> EXTRACTED TEXT

# Dogfish head beer. Where to buy in Melb?



## Truman42 (26/3/13)

Howdy gents,

Does anyone know of any bottle shops or fancy liquor stores in Melbourne that sell Dogfish head? In particular their 60, 90, and 120 min IPAs and their Chicory stout?
Although anything they make would be good to try.

Cheers


----------



## tricache (26/3/13)

Good luck finding any of the Dogfish Head range over here...crazy hard I have found without ordering online


----------



## bum (26/3/13)

Not exacly what you're after but slowbeer has these:
http://www.slowbeer.com.au/?wpsc_product_category=dogfish-head

I was dead keen on trying tonnes of their beers once upon a time - then I did and that went away. Some of their beers are pretty nice on tap but all have (what I consider a fairly unpleasant) oily mouthfeel in the bottle. Palo Santo Marron is the only beer of theirs I rate in a bottle.


----------



## doon (26/3/13)

Not a bottle shop but the park hotel have a few different ones


----------



## Truman42 (26/3/13)

Thanks gents. Will check them out

@Doon.. Which Park hotel? Werribee? Abbotsford? Or another perhaps? Can you buy take always?


----------



## doon (26/3/13)

werribee mate


----------



## ianj84 (26/3/13)

Acland cellars, st kilda sometimes has them but check the date, most of their US beers are past their best before.


----------



## dhal4 (26/3/13)

Try Purvis cellars in Surrey Hills or Richmond


----------



## Edak (26/3/13)

Yeah I purvis doesn't have it then nobody does.


----------



## surly (26/3/13)

Chapel st cellars? I haven't been in about a year, but they usually have a decent range.

> PROBLEMS AND TASKS
(A) Revise the Dogfish Head thread between "## Edak (26/3/13)" and "a decent range.", inclusive, changing "decent range" to "wide selection".
(B) In the Dogfish Head thread, which beer of theirs does bum say is the only one he rates in a bottle?
(C) Carry on the Dogfish Head beer thread from the point where it stops.

> DATASET EXTRACT
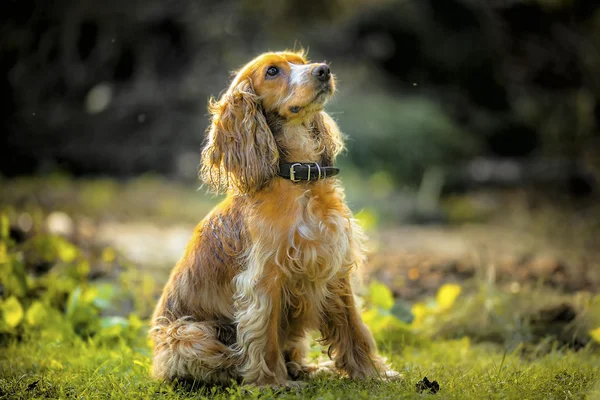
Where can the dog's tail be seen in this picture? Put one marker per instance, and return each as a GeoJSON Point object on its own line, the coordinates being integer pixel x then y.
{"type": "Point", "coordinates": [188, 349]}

> ANSWERS FOR THIS EXERCISE
(A)
## Edak (26/3/13)

Yeah I purvis doesn't have it then nobody does.


----------



## surly (26/3/13)

Chapel st cellars? I haven't been in about a year, but they usually have a wide selection.

(B) Palo Santo Marron

(C)
----------



## Kingbrownbrewing (26/3/13)

The Park Hotel in weribee stock a good range of American IPA's, and will do a good price on takeaways. Ask for Joey aka 'The Sloth' at the bar and he will sort you out. Tell him I sent you.


----------



## Truman42 (27/3/13)

Thanks again gents will check all those leads out.


----------



## lukiep8 (30/3/13)

They aren't officially imported into Australia so anything you find is grey market. You won't ever find the 120 over here. Def. check the bottled-on dates. If they don't have one, then some naughty person has scrubbed it off!


----------



## jaymzica (10/4/13)

i know u want bottles, but i know the Alehouse project has some dogfish on tap


----------



## Spiesy (10/4/13)

I saw one or two of their bottled beers at Harvest, High St, Northcote.


----------



## maggotbrain65 (10/4/13)

Acland Cellars in St Kilda also. All grey imports.


----------



## citizensnips (24/4/13)

I'd been trying to get dogfish for so long ever since I saw the mini series discovery did. Sam is a legend. Anyway completely forgot about them, went to acland cellars the other night for the first time after having some quality mexican from blue corn and saw these two bad boys, couldn't believe it! also had to pick up the sierra nevada, I cant resist, its one of the best beers I've had in a while.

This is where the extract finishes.